Task requirements — Retrieve every line of the data holding the word "blue".

╭─ Supplied material

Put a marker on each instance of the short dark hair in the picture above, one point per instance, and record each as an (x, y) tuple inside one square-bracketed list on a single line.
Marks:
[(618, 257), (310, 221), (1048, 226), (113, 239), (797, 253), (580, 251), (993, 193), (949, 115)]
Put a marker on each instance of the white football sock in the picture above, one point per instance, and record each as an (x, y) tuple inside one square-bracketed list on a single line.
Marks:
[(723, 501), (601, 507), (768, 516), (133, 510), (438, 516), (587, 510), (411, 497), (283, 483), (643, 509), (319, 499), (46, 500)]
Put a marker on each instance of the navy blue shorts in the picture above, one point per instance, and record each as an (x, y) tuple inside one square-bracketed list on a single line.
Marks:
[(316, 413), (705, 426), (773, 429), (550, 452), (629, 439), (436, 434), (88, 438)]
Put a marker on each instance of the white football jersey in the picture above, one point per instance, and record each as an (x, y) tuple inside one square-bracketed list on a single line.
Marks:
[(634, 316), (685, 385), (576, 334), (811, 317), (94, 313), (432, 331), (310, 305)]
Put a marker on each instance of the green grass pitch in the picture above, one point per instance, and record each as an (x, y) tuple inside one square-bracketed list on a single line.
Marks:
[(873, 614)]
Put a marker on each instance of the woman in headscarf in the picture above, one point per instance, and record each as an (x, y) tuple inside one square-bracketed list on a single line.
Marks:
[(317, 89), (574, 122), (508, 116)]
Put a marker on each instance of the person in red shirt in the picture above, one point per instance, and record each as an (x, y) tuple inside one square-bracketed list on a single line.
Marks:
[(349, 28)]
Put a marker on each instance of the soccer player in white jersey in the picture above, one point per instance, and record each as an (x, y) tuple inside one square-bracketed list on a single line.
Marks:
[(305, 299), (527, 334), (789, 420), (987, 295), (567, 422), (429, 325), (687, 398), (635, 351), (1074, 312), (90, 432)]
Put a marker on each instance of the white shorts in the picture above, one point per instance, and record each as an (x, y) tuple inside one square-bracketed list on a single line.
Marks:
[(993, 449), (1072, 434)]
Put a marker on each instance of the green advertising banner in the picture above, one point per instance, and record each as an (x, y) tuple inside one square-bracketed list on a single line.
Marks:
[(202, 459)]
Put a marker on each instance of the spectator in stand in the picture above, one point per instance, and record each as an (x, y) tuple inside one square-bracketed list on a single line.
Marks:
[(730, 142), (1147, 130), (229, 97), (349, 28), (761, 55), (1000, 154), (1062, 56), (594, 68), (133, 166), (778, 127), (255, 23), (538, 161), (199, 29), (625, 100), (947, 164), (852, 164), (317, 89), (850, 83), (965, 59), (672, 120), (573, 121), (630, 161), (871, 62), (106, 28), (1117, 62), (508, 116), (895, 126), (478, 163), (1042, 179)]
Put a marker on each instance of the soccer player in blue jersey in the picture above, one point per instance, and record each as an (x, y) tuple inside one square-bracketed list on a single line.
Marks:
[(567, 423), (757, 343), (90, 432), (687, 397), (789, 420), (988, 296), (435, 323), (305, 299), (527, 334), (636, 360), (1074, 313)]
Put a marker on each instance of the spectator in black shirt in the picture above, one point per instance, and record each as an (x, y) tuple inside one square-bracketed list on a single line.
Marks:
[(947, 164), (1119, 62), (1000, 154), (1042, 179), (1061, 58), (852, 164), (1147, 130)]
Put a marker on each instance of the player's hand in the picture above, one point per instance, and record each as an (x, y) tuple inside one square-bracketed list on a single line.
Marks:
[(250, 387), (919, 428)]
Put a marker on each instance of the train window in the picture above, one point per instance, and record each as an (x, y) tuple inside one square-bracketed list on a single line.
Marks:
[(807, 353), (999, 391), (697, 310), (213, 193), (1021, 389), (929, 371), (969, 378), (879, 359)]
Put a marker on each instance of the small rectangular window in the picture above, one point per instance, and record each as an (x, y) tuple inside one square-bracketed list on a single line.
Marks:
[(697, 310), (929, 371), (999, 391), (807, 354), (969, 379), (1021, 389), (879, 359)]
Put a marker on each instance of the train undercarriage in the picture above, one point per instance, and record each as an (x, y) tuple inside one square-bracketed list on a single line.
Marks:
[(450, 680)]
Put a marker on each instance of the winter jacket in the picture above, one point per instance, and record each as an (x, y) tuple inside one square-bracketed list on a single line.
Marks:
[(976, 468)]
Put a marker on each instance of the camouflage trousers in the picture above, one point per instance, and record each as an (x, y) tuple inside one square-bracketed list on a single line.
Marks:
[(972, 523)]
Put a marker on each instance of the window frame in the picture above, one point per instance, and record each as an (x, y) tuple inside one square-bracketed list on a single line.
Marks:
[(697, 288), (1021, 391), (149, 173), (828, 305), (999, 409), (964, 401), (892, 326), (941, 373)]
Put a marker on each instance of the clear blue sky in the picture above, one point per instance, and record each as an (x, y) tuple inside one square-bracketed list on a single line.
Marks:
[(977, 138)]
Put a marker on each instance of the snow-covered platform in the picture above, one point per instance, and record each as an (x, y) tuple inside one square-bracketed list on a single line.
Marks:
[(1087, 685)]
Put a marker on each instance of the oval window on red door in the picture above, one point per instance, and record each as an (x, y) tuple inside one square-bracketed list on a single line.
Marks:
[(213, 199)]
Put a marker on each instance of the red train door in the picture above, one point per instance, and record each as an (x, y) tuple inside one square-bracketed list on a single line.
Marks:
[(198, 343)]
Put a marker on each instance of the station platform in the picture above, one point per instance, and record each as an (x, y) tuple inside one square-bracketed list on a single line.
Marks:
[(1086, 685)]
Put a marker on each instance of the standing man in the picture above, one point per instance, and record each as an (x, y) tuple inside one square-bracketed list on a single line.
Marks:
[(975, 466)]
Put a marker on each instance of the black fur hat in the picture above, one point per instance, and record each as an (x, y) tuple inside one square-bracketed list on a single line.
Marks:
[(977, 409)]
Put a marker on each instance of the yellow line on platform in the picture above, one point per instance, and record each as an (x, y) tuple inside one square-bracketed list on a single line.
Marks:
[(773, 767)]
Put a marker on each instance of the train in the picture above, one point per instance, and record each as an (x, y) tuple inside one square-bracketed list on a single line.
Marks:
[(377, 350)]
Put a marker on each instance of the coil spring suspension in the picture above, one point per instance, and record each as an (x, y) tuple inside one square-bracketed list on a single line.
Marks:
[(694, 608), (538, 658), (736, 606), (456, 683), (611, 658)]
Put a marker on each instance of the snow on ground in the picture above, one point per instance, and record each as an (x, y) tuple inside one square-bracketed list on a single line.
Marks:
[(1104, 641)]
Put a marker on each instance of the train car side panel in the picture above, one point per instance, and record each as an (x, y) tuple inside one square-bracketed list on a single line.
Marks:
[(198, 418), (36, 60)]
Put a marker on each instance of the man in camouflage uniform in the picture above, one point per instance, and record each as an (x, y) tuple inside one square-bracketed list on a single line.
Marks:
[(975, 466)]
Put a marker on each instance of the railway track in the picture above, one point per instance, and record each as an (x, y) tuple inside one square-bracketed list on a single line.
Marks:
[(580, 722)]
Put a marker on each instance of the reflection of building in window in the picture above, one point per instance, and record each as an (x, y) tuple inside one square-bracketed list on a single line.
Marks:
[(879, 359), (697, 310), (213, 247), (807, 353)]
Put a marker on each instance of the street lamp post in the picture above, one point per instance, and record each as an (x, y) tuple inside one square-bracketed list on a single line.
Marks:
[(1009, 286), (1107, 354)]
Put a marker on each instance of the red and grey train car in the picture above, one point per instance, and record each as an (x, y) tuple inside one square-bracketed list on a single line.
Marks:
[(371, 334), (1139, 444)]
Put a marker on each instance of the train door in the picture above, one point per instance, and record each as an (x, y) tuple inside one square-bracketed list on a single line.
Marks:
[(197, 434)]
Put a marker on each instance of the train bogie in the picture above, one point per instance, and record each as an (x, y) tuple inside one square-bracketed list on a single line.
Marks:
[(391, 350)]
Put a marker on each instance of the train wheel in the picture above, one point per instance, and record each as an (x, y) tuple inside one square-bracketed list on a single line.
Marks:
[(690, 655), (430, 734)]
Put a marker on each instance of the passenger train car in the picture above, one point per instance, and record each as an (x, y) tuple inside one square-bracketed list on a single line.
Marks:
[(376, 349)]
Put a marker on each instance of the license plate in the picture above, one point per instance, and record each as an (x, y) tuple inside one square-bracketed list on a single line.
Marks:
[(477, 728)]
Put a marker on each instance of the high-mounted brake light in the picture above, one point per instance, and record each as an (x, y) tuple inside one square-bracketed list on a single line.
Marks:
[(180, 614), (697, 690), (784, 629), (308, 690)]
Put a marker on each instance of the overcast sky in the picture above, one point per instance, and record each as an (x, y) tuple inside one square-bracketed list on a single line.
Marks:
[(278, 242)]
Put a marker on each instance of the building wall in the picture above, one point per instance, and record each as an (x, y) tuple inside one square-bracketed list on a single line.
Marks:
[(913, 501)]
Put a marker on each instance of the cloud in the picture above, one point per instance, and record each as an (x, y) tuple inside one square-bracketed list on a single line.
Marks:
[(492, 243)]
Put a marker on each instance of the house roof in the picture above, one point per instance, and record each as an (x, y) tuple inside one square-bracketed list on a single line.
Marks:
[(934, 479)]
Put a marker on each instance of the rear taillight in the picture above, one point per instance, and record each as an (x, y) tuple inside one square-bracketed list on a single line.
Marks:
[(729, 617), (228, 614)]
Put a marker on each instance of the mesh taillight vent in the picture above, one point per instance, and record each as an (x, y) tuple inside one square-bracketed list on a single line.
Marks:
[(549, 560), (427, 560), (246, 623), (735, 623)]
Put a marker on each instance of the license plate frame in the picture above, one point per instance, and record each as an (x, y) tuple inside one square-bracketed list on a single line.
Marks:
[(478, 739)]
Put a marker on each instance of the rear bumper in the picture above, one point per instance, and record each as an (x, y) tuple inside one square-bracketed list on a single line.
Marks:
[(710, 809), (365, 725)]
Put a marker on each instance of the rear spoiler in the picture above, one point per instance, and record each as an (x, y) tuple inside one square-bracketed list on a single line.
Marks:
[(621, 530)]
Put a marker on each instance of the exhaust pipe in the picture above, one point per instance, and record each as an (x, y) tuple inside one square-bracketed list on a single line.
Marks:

╰─

Solution to the exercise —
Put a marker on each instance of the navy blue shorts in the picture above, one point per instance, and record each as an (x, y) tuple inside one square-bracketed list on a single line.
Put a marker on each instance of the soccer player in blue jersey in the picture above, one point per instance, and record each as an (x, y) tuple inside one square-bracketed list on a single line.
Put a marker on each instance of the clear blue sky in the picture above, one point per instance, and record each as an (x, y) tuple inside one square-bracketed list on a single line.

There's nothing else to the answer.